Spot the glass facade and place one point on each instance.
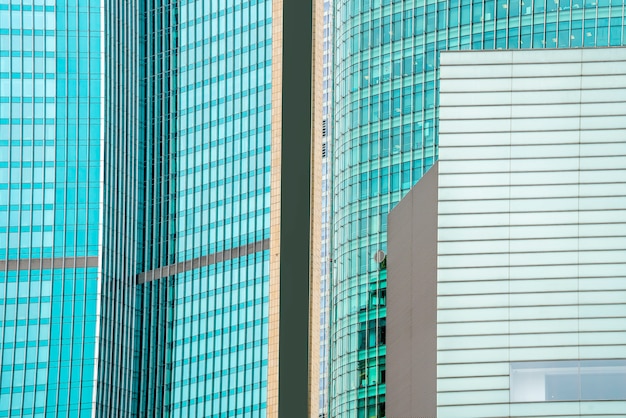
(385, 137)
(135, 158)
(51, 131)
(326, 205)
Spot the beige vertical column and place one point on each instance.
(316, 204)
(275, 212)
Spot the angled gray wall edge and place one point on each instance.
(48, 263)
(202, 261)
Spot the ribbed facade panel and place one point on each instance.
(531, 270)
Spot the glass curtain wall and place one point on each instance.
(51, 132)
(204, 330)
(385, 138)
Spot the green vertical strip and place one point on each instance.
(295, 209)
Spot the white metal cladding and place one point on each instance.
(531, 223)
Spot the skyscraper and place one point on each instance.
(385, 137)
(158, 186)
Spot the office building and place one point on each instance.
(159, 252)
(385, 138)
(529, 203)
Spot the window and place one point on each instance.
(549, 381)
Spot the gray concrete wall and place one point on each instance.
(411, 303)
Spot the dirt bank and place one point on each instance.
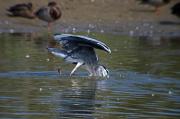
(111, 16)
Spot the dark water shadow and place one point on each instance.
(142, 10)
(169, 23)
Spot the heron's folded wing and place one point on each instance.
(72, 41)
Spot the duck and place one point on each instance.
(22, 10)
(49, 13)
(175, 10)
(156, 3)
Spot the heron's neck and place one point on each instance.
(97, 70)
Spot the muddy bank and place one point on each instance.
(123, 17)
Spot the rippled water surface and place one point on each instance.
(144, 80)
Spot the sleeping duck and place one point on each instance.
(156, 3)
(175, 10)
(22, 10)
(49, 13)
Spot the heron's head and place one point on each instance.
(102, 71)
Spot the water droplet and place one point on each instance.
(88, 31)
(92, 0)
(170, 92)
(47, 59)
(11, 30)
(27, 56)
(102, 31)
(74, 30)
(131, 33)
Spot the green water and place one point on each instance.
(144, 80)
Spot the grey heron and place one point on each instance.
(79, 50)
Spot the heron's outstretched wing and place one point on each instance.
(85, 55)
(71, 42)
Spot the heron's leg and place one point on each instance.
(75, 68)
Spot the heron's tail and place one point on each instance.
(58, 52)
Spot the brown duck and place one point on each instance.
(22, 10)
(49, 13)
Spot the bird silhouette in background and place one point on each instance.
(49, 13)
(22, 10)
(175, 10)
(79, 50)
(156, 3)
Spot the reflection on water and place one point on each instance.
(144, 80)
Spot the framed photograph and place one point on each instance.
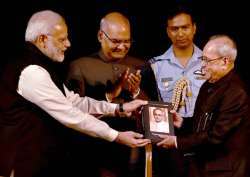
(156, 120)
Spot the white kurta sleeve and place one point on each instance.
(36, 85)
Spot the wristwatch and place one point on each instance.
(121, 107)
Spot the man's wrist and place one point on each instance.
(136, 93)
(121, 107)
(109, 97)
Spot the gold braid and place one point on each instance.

━━━━━━━━━━━━━━━━━━━━

Exercise goal
Keep the pictures out of the copy and return the rest of the data above exactly.

Answer to the task
Spot the glass facade and place one point on each instance.
(385, 137)
(135, 158)
(51, 131)
(326, 205)
Spot the beige vertical column and place one point on each instance.
(316, 204)
(275, 212)
Spot the angled gray wall edge and place one point on each instance.
(48, 263)
(202, 261)
Spot the ribbed facade panel and place one point on each instance.
(531, 270)
Spot the glass curtain wall and place one point on each instance.
(51, 132)
(204, 330)
(385, 138)
Spot the green vertical strip and place one point on each instance.
(295, 209)
Spot the white metal cladding and place one point on each instance.
(531, 223)
Spot the skyscraper and place one point on each instance.
(385, 137)
(158, 186)
Spot the office building and place one point on each instance.
(159, 252)
(385, 138)
(529, 203)
Spot the window and place one point on each instance.
(549, 381)
Spot the gray concrete wall and place one point on each instance.
(411, 303)
Spot the dirt bank and place one point on each instance.
(111, 16)
Spot the dark water shadow and place one point on each instance.
(142, 10)
(169, 23)
Spot the heron's folded wing and place one point on each instance.
(72, 41)
Spot the duck and place one point on each instance.
(22, 10)
(49, 13)
(175, 10)
(156, 3)
Spot the heron's neck and place one point on each instance.
(97, 70)
Spot the muddy bank and place one point on each instance.
(123, 17)
Spot the rippled water surface and place one point on each instance.
(144, 80)
Spot the sleeping duck and place one point on each instance.
(156, 3)
(175, 10)
(22, 10)
(49, 13)
Spot the heron's head and place one point on each instance.
(102, 71)
Spot the water droplet and place one point on each instance.
(88, 31)
(92, 0)
(170, 92)
(47, 59)
(11, 30)
(27, 56)
(102, 31)
(74, 30)
(131, 33)
Spot the green water and place one point on each instance.
(144, 80)
Spot the grey heron and place one point on each instance.
(79, 50)
Spot the heron's outstretched wing and place one point on each instance.
(85, 55)
(71, 42)
Spot the heron's leg and place one point on each instance.
(75, 68)
Spot the heron's tail and place one point on each instance.
(58, 52)
Spot the brown duck and place one point on each instance.
(22, 10)
(49, 13)
Spot the bird silhouette in background and place one point on each instance.
(49, 13)
(22, 10)
(175, 10)
(79, 50)
(156, 3)
Spot the reflection on water and place one point on each instance.
(144, 80)
Spot the framed photograph and place one point on each instance.
(156, 120)
Spot the white kurta sleeve and place one point on each instance.
(36, 85)
Spot the wristwatch and place one point on each instance.
(121, 107)
Spot the man's wrist and place one point on each instance.
(136, 93)
(121, 107)
(109, 97)
Spot the gold braid and place one point on each instance.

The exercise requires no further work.